- Input records -
☆ ☆ ☆ ☆ ☆
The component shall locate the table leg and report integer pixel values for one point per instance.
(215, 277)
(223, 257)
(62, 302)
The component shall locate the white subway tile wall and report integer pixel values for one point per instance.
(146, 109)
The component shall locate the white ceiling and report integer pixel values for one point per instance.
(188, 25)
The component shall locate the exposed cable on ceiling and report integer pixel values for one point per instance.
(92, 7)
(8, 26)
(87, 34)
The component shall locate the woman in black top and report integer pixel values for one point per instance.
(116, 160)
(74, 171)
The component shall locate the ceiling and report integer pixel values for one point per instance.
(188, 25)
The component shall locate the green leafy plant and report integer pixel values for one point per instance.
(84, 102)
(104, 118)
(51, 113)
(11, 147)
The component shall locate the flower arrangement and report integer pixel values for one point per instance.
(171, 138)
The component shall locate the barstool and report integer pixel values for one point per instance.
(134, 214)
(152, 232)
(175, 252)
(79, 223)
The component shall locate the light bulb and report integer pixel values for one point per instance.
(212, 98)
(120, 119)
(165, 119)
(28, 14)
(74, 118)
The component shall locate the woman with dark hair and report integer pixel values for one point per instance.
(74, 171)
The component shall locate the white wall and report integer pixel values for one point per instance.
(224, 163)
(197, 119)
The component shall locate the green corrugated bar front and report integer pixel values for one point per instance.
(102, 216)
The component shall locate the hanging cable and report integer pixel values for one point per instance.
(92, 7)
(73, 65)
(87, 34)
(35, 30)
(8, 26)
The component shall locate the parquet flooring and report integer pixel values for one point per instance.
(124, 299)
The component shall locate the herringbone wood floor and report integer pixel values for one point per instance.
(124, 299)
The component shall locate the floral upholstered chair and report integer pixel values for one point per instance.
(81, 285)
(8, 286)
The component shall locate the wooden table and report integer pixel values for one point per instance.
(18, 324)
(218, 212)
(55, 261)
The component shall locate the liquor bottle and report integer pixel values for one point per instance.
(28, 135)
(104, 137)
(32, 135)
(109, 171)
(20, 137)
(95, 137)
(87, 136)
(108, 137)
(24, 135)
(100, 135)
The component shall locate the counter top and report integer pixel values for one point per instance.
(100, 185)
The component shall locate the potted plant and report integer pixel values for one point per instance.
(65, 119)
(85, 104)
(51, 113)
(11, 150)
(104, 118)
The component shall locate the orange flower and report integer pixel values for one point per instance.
☆ ☆ ☆ ☆ ☆
- What the exercise asks -
Repeat the whole listing exactly.

- Completed exercise -
The component shall locate the table leg and report integer pixel values for one point per instance.
(215, 277)
(223, 257)
(62, 302)
The component shall locate the white subway tile wall and report integer pixel values for one point per instance.
(146, 109)
The component shall locate the white ceiling and report integer pixel values for one point per instance.
(188, 25)
The component shall locate the exposed cable on ceiling and report integer pixel values for one point per instance.
(92, 7)
(8, 26)
(87, 34)
The component shall locate the woman in black top and report integer pixel values for one point per instance.
(116, 160)
(74, 171)
The component shall locate the ceiling and report integer pixel values for one point per instance.
(188, 25)
The component shall locate the green leafy plant and report integer pixel values for one point per instance.
(84, 102)
(104, 118)
(51, 113)
(11, 147)
The component shall locate the flower arrangement and report integer pixel values for one point per instance.
(171, 138)
The component shall locate the barstool and report integer pixel values for one point per instance.
(134, 214)
(152, 232)
(175, 252)
(79, 223)
The component shall locate the light bulb and report integer pixel values for one point per instance.
(212, 98)
(120, 119)
(165, 119)
(28, 14)
(74, 118)
The component shall locate the woman with dark hair and report integer pixel values for one point per instance.
(74, 171)
The component shall locate the white wall and report integer pixel values for one point per instance.
(224, 163)
(197, 119)
The component shall locate the green corrugated bar front and report integer pixel values for one point per instance.
(102, 216)
The component shall locate the hanging cable and report integer pixel values for one point per instance.
(92, 7)
(73, 65)
(87, 34)
(35, 30)
(8, 26)
The component shall locate the parquet flooring and report integer pixel values for one point per instance.
(124, 299)
The component shall locate the herringbone wood floor and report integer pixel values for one point per instance.
(124, 299)
The component shall locate the floral upholstered chair and report integer pixel values for one point per instance.
(81, 285)
(8, 286)
The component shall locate the wooden table and report integer pixel values for one point per instance.
(18, 324)
(218, 212)
(55, 261)
The component shall locate the liquor bottle and report integer pixel values for one point per instance.
(28, 135)
(104, 137)
(32, 135)
(109, 171)
(20, 137)
(95, 137)
(87, 136)
(108, 137)
(24, 135)
(100, 135)
The component shall locate the counter top and report integer pixel values for one point per instance.
(100, 185)
The component shall locate the potted plant and report integer pixel values for one point per instance.
(65, 119)
(85, 104)
(51, 113)
(11, 150)
(104, 118)
The component shall locate the orange flower and report integer pixel values for one point per instance.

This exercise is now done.